## List of tasks:
• 1. In the shopping memoir, what item did the mother decide she didn't need and have returned to the store?
• 2. Copy the shopping memoir word for word, from "And I guess" to "That should work.".

## Document segment:
###

In the time span mentioned above, I would drive Mother to Dallas, Tyler, and all towns around us. She could get out and shop in six or seven, then forget something and go back. This Woman of Iron could outshop most younger women 3 to 1. Her beloved grandchildren stood ready with excuses, anything, to keep from going on one of these mega trips. “I can’t work all day and do that on Saturday,” whined one.
I could and kept my cool, even if only one item was purchased. The only time anger built up was the day a dollar store and scooper doopers were on sale for $1, noticed after we were in the cool car, ready for home. I went in, made the buy, and got behind the wheel again. Mother examined the scooper, decided she didn’t need it, and said, “Return it.” I saw red and other colors. I had waited in line to buy Mr. Scoop and now would wait in line again to get the dollar back. Once in the car, I handed the bill to Mother but said, “Mama, why didn’t I just buy it for you as a gift? She said quietly,” I guess I didn’t need it.” This is probably why she always had the money she needed.
I won’t be shopping at Mama’s age even if most doctors, gurus, lecturers on disease, think all daughters take after their mothers. Not exactly true. Since no one wants to hear about my triple bypass surgery, the need passed down by my paternal side, I feel the need to reiterate. I chose a specialist after angina pain went from my arm to my neck, jaw, teeth and ear. For four years I had stress nuclear tests, blood analyzation, took medication, and was told my blood work was fine. Then in 2005, I demanded another stress test of the long kind. One day later the phone was ringing in my home with this doctor telling me to get back to the clinic fast.
Once there, he said, “How soon can you go to a Dallas hospital for a stent. Your aorta is ready to top.”
I said, “Now or tomorrow.” The next day I was prepped for the stent which once applied, ruptured my aorta, caused a heart attack, thirty seconds loss of oxygen, surgery, and two days “out of it.” I had never hurt so bad all over and don’t ever remember being so ill. One night I vomited all over my hook-ups shutting down the center for monitoring all heart patients. Archaic equipment came out and worked until the other went back into action. Someone said this surgery was not “major” anymore. If it still done the same way, with the sawing to separate central bone to get to the heart, I don’t know what major is. There are worse surgeries like the transplants, but I will never forget the heart surgery which my surgeon said wasn’t as bad the second time. I asked how he really knew.
Back when I tried to be a supermom, I would teach all day, drive to Town East, go to Joske’s basement and buy what someone needed for some important something. I was home in an hour preparing a meal. This might account for my depletion of “get up and go” now.
So, the “they” who created zoo-sized establishments for shopping aren’t all to blame for my dropping, but presently I have no heart problems or so my new specialist tells me. When I shop I must not be under pressure which is difficult with hubby napping in the car. At five years my senior, this man can still outlast me. Men are wonderful and probably design the mall-size stores. Incidently mall shopping is gone for me. Too many choices, confusion, and walking.
And I guess I didn’t purchase enough from the catalogues which come no more. My name hasn’t made the mail-order list again for some reason, but I’ll find one and make an order, paying in advance. That should work.
Truthfully, I’ll drive or ride by the enormous American shopping stores remembering the life when I shopped and didn’t drop.

###

## Data for review:

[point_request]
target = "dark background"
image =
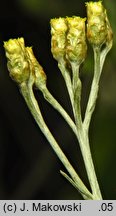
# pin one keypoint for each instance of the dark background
(29, 169)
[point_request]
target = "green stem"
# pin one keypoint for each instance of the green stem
(29, 97)
(83, 134)
(66, 75)
(49, 97)
(94, 89)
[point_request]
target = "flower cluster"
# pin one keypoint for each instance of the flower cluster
(22, 63)
(69, 34)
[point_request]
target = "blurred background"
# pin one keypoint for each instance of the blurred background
(29, 169)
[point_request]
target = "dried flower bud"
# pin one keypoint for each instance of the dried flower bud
(37, 70)
(76, 40)
(96, 23)
(58, 40)
(17, 62)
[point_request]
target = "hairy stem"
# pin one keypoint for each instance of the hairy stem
(32, 104)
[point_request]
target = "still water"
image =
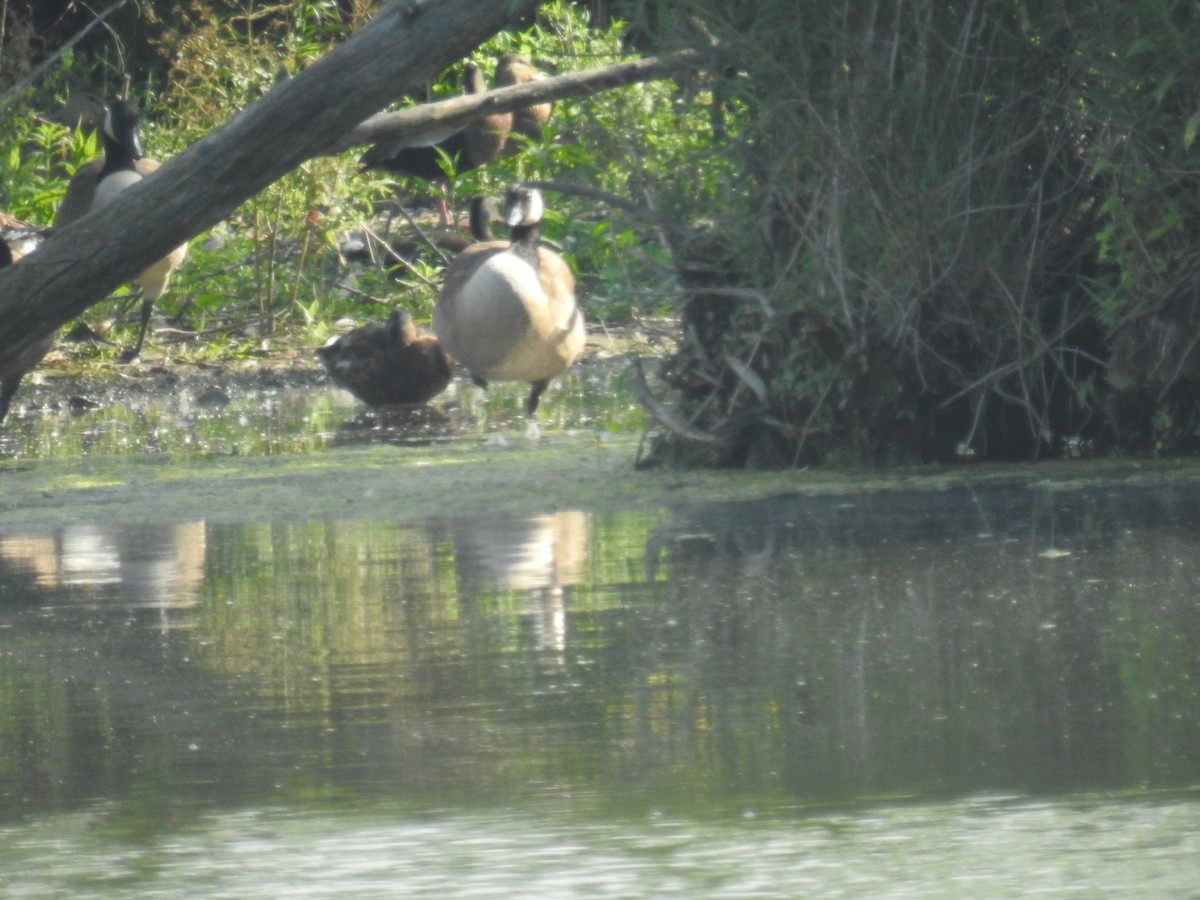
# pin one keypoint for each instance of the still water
(976, 693)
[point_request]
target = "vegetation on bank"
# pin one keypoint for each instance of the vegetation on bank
(900, 232)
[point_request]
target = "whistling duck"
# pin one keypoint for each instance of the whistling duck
(97, 183)
(387, 363)
(516, 69)
(507, 310)
(468, 148)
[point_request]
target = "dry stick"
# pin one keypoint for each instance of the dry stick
(397, 257)
(40, 70)
(666, 417)
(431, 118)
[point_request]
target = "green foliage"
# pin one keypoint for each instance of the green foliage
(888, 232)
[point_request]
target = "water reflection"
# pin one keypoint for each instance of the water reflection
(159, 417)
(706, 660)
(160, 567)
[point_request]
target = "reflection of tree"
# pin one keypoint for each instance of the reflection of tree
(891, 646)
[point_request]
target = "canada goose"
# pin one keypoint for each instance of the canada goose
(468, 148)
(16, 240)
(387, 363)
(516, 69)
(97, 183)
(507, 310)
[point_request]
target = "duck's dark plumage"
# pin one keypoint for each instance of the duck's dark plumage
(473, 145)
(516, 69)
(388, 363)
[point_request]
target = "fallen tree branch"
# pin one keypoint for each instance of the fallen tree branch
(431, 118)
(666, 417)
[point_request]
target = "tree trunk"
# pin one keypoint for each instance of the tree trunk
(407, 42)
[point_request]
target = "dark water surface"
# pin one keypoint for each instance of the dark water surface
(964, 694)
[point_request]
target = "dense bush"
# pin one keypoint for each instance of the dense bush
(972, 234)
(903, 231)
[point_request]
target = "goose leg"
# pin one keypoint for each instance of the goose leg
(136, 351)
(535, 391)
(6, 390)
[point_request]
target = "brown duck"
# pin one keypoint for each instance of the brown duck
(468, 148)
(387, 363)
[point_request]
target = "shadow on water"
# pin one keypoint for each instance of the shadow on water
(700, 700)
(801, 649)
(203, 418)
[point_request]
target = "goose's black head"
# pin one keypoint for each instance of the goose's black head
(523, 207)
(123, 138)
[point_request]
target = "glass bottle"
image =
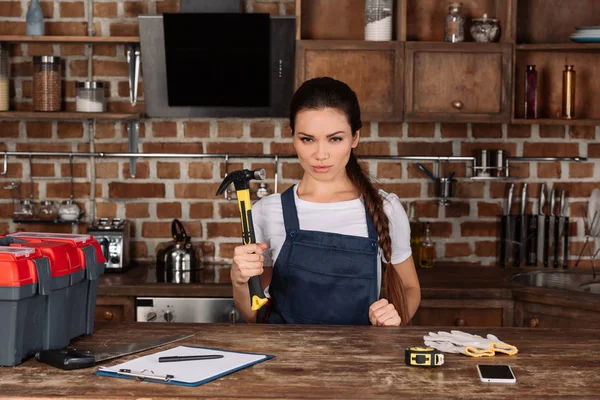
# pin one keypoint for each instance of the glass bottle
(378, 20)
(34, 19)
(531, 92)
(454, 29)
(427, 251)
(568, 101)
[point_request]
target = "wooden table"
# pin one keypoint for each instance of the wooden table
(329, 362)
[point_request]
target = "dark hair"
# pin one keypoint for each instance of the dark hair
(320, 93)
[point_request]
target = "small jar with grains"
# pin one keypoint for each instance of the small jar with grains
(46, 83)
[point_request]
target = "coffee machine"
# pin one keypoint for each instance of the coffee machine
(113, 237)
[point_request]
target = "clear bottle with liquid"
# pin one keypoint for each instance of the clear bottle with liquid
(426, 249)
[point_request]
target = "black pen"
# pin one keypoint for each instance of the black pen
(189, 358)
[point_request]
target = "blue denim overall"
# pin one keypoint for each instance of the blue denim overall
(321, 277)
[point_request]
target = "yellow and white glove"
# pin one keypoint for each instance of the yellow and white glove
(471, 345)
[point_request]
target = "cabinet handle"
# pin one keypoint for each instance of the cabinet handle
(533, 322)
(458, 104)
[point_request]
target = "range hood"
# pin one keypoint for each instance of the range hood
(217, 64)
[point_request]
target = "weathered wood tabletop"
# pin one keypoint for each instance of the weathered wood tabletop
(329, 362)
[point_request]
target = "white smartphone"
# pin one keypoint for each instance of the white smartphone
(496, 373)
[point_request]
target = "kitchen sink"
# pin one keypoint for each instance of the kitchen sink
(579, 282)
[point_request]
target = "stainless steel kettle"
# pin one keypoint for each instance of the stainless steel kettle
(180, 261)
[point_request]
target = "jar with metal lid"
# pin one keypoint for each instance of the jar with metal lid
(4, 77)
(46, 83)
(90, 96)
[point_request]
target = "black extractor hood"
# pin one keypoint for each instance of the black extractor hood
(217, 64)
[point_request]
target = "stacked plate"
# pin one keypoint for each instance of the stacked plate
(586, 34)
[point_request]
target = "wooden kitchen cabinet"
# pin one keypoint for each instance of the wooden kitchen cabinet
(114, 309)
(464, 313)
(467, 82)
(372, 69)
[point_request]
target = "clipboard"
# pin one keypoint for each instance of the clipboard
(184, 373)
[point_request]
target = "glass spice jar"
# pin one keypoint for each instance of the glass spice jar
(4, 77)
(90, 96)
(454, 28)
(46, 83)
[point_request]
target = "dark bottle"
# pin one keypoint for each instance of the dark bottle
(531, 92)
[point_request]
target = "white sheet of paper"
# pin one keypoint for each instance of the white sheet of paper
(188, 371)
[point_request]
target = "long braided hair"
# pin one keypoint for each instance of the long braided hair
(320, 93)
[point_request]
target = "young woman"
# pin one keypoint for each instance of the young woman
(326, 245)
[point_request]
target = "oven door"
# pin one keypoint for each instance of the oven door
(186, 309)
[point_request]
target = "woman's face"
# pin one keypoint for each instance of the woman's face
(323, 141)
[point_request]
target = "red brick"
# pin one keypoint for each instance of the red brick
(65, 28)
(164, 129)
(79, 170)
(262, 130)
(124, 29)
(163, 229)
(183, 148)
(70, 130)
(457, 250)
(487, 131)
(63, 189)
(479, 228)
(9, 129)
(136, 190)
(106, 210)
(223, 229)
(196, 129)
(425, 148)
(168, 210)
(167, 170)
(229, 129)
(457, 209)
(416, 129)
(518, 131)
(582, 132)
(387, 170)
(549, 170)
(552, 131)
(137, 210)
(142, 170)
(105, 10)
(196, 190)
(235, 148)
(390, 129)
(10, 9)
(451, 130)
(550, 149)
(581, 170)
(201, 210)
(71, 9)
(43, 170)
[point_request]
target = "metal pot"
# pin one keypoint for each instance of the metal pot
(179, 261)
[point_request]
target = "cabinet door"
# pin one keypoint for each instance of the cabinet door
(467, 82)
(114, 309)
(372, 69)
(460, 313)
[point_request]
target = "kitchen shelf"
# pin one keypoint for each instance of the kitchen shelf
(66, 115)
(69, 39)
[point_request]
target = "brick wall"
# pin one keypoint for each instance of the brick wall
(464, 232)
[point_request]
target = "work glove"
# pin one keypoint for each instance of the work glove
(471, 345)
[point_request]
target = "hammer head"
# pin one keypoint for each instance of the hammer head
(241, 179)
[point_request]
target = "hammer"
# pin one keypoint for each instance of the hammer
(241, 181)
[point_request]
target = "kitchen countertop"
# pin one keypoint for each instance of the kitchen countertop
(329, 362)
(441, 282)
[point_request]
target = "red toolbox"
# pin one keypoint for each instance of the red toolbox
(25, 287)
(83, 286)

###

## Expected results:
• 1. A scooper dooper bought on sale for $1 at a dollar store.

• 2.
And I guess I didn’t purchase enough from the catalogues which come no more. My name hasn’t made the mail-order list again for some reason, but I’ll find one and make an order, paying in advance. That should work.